* Data supplied:
>>>

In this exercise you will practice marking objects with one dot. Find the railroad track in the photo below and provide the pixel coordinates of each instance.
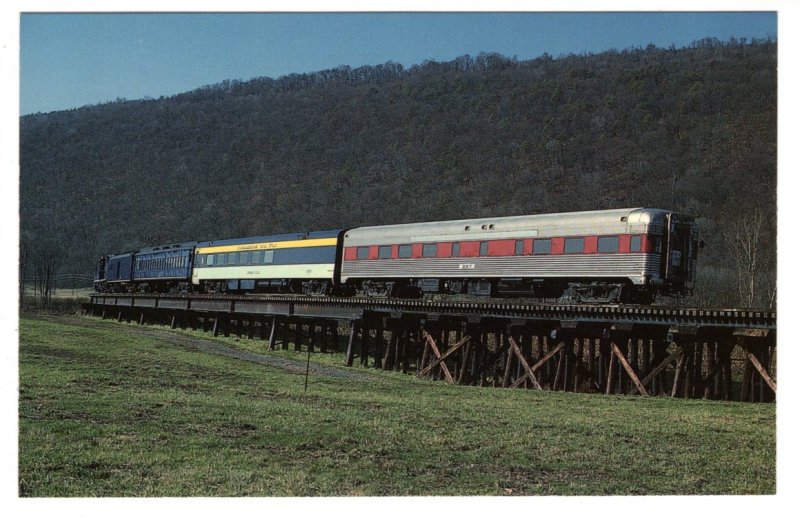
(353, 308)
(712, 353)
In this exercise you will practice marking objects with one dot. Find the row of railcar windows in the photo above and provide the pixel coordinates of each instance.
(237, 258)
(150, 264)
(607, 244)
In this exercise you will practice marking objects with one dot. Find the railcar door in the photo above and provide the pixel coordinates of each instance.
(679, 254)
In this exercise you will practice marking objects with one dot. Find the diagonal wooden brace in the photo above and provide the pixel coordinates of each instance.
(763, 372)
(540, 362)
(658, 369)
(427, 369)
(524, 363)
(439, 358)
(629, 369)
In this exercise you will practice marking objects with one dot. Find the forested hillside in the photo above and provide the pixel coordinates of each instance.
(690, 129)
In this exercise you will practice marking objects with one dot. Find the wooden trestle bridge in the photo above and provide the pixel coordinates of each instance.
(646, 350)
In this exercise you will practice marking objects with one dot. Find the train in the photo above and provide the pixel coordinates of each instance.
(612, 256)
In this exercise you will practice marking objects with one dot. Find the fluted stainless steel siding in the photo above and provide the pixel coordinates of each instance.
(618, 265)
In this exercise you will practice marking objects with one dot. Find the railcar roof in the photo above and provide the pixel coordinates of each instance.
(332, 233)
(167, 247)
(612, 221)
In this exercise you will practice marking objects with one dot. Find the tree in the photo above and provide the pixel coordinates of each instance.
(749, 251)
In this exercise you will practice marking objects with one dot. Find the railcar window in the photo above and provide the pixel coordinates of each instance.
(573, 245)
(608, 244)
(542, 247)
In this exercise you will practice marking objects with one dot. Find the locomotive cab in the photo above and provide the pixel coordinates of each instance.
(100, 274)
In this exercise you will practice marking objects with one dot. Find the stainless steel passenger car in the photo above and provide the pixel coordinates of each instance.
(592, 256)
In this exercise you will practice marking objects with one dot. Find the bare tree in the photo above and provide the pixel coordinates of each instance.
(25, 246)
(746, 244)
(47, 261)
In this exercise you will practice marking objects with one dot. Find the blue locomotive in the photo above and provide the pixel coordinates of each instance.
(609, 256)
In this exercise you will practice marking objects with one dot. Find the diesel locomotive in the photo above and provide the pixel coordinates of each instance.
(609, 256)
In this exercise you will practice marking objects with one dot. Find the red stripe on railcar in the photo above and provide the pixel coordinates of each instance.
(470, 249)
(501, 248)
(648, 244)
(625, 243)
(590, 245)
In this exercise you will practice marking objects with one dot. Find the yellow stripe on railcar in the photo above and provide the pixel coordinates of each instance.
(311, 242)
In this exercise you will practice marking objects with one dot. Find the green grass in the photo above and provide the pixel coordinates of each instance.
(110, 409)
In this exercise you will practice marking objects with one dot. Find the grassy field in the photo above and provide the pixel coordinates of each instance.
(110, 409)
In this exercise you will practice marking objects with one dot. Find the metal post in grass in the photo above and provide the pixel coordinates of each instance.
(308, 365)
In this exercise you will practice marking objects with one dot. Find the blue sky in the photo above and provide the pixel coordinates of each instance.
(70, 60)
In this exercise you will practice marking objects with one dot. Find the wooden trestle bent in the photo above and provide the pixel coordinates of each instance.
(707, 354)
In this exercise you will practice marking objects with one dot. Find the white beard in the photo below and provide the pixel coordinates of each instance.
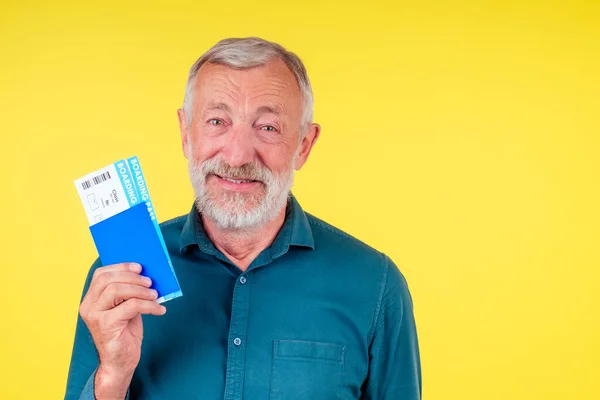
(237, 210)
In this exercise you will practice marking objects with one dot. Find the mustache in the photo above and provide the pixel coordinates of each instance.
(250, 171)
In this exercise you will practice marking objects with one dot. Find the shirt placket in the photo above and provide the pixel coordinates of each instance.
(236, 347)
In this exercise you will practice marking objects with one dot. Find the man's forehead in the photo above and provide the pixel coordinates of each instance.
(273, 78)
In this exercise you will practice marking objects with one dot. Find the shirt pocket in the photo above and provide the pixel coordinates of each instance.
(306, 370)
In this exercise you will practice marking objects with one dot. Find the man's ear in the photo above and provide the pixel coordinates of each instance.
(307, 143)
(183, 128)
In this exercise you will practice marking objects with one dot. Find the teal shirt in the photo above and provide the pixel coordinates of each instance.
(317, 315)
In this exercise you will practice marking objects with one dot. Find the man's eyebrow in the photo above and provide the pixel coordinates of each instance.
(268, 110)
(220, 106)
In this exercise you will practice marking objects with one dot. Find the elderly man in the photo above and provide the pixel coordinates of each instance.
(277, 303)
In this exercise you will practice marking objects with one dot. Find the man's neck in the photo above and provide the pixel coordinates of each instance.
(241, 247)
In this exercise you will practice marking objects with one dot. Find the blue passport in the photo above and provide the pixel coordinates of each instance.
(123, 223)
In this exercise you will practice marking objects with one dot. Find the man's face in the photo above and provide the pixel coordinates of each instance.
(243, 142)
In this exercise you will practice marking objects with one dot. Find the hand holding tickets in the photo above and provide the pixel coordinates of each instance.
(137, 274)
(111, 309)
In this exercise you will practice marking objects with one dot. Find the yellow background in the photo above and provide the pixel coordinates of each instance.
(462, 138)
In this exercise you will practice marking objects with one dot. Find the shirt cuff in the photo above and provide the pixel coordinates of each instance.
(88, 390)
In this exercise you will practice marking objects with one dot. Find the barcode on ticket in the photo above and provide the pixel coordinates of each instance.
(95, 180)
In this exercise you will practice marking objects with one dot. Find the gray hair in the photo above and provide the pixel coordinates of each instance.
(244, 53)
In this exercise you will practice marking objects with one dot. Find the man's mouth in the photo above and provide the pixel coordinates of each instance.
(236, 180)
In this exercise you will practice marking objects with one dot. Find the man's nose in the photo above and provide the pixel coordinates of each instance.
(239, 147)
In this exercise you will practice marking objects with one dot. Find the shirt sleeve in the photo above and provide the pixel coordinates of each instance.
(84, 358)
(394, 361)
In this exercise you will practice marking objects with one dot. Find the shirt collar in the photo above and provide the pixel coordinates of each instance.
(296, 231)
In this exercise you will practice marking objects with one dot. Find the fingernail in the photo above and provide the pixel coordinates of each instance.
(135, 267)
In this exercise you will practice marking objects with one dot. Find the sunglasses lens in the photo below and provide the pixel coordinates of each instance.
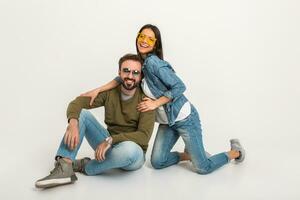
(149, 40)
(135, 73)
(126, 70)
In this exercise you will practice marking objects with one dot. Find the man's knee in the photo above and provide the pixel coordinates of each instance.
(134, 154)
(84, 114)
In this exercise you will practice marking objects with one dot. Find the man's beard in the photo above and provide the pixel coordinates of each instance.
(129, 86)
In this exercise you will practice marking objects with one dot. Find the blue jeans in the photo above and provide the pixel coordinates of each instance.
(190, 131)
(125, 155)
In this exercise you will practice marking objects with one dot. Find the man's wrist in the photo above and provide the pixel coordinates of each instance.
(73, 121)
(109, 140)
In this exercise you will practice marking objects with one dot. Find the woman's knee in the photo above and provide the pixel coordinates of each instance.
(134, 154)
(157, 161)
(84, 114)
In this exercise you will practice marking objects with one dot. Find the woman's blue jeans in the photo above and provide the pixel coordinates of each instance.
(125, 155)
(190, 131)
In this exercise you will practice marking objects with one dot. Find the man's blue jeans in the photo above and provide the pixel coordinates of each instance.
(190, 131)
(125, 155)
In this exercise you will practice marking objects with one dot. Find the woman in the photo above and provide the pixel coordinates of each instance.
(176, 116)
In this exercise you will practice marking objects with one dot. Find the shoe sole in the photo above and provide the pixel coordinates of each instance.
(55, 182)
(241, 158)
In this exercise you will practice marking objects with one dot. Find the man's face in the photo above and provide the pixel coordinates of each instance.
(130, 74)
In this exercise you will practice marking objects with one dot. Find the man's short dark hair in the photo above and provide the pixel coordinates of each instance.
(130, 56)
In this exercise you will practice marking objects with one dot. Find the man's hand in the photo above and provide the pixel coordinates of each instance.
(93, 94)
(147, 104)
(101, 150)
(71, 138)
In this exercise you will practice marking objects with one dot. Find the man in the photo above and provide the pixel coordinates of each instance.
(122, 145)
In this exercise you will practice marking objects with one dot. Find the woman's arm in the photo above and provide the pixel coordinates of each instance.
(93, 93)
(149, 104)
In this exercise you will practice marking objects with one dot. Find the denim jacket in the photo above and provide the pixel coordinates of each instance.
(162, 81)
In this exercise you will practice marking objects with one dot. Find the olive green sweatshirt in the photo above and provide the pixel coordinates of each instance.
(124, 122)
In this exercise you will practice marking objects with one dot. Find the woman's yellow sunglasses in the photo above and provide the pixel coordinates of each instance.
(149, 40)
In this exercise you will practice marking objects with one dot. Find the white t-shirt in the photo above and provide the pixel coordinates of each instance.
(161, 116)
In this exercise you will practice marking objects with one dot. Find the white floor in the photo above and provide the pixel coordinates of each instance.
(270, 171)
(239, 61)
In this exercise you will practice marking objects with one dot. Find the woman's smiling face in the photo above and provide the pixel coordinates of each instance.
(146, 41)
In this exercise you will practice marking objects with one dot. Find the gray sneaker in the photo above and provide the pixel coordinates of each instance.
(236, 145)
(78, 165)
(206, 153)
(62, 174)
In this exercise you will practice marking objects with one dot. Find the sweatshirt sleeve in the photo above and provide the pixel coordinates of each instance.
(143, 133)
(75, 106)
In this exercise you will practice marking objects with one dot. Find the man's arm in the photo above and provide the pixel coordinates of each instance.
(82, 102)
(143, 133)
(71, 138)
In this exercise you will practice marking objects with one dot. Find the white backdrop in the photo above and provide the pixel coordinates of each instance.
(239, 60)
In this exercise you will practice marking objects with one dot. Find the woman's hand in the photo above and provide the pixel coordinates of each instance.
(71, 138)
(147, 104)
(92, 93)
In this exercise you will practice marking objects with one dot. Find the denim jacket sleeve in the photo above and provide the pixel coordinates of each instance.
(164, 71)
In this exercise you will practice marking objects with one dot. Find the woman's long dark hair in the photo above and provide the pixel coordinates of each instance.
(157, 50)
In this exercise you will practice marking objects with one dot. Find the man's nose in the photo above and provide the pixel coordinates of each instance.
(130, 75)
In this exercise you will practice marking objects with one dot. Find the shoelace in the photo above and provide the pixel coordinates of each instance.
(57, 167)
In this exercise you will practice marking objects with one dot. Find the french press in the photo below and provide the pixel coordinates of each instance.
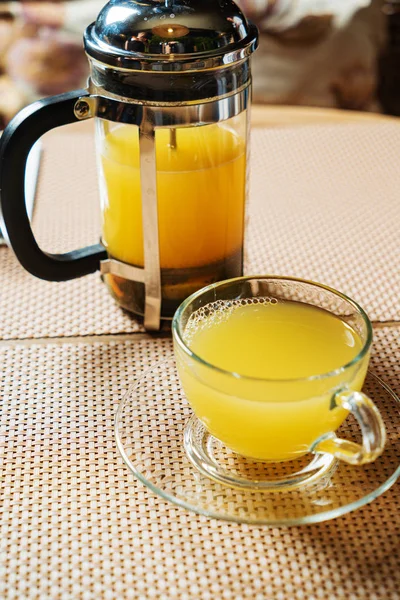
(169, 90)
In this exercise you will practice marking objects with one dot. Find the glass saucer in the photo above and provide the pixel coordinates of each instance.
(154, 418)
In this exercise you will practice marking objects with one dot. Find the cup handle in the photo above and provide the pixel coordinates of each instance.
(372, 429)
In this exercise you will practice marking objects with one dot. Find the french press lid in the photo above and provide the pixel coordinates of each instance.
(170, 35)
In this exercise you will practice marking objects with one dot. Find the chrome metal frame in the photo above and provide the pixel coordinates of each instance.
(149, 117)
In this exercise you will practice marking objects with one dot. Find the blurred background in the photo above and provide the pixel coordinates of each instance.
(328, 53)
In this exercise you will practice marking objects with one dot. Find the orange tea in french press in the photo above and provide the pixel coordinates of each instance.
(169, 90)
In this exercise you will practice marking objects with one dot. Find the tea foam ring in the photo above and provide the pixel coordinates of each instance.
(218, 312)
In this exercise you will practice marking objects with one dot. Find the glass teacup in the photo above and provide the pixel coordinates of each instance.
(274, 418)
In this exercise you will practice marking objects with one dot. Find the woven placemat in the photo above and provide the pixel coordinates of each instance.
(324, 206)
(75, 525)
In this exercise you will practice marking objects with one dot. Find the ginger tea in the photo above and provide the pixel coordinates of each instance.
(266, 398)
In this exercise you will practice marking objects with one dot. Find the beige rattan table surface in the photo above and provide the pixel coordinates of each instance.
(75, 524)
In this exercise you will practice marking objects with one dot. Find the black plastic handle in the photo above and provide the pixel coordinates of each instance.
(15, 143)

<<<

* Problem statement: Reproduce the lines from the one containing "Find the orange" to the end of the entries, keeping both ends and adding nothing.

* Answer to the exercise:
In this exercise you will practice marking objects with one dot. Find the orange tea in french press in the photo above and provide the pixel coordinates of each instance.
(169, 90)
In this exercise you will practice marking objects with one dot. Find the tea foam ring in the photo above and provide the pixel coordinates of each instance.
(218, 312)
In this exercise you will practice marking objects with one dot. Find the glass teacup in the photo above and provide the pixel coordinates of each instance.
(274, 418)
In this exercise you will practice marking objects with one dot. Find the woven placemat in the photo above and provide the pixel coordinates of each instance.
(324, 206)
(75, 525)
In this exercise you will practice marking objects with one dot. Find the ginger tea in the photo above and provide the pixel coordinates of each instance.
(266, 398)
In this exercise you will practice marking objects with one dot. Find the beige rattan table surface in the photo above and provide the pixel coordinates of each instance.
(75, 524)
In this exercise you will practice marking objects with one dot. Find the black plastic handle in the photo above and provide the pixel coordinates of each instance.
(15, 143)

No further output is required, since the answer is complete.